**Task statement:**
Extract the records below word for word and ignore the images.

Dataset records: Begin

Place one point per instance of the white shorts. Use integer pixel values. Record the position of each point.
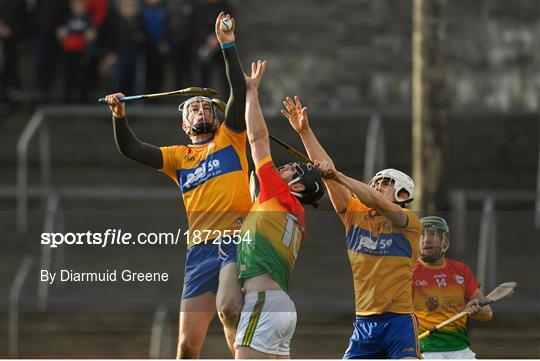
(461, 354)
(267, 322)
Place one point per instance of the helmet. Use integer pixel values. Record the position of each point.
(439, 225)
(312, 181)
(401, 182)
(201, 127)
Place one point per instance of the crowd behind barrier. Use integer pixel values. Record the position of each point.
(70, 50)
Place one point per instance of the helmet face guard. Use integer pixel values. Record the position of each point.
(402, 182)
(312, 181)
(204, 126)
(438, 226)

Dataset records: End

**Exercise result:**
Place one point per instance of the white shorts. Use integer pixel values. Record the position of each point.
(461, 354)
(267, 322)
Place one point per instance of the helmet. Use integer pixel values. Record the position of each point.
(439, 225)
(312, 181)
(401, 182)
(201, 127)
Place one point per instance of the crowd behind barrier. Use integer pixel values. Record the position of each point.
(70, 50)
Place one point per instance of the helmet face guard. Use integer pixel values. Record the position of each point.
(402, 182)
(312, 181)
(204, 126)
(438, 226)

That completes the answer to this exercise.